═════ Material for this exercise

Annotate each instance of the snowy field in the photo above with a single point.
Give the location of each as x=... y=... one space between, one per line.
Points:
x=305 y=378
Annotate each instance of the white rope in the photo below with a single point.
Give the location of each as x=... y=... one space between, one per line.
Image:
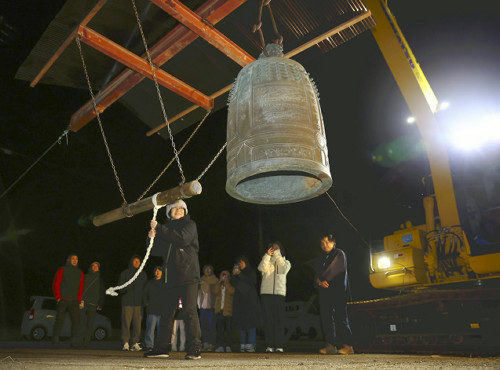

══════════

Task brief: Lay out every line of the items above as a numbered list, skipping blank lines and omitting the pictures.

Expected answer:
1. Annotate each instance of the snowy field in the photo above with a single point.
2. Give the location of each as x=... y=... one space between, one per line.
3. Points:
4. x=305 y=378
5. Annotate each instance of the white rope in the photo below with a single point.
6. Give the location of each as x=... y=... one space between, one per line.
7. Image:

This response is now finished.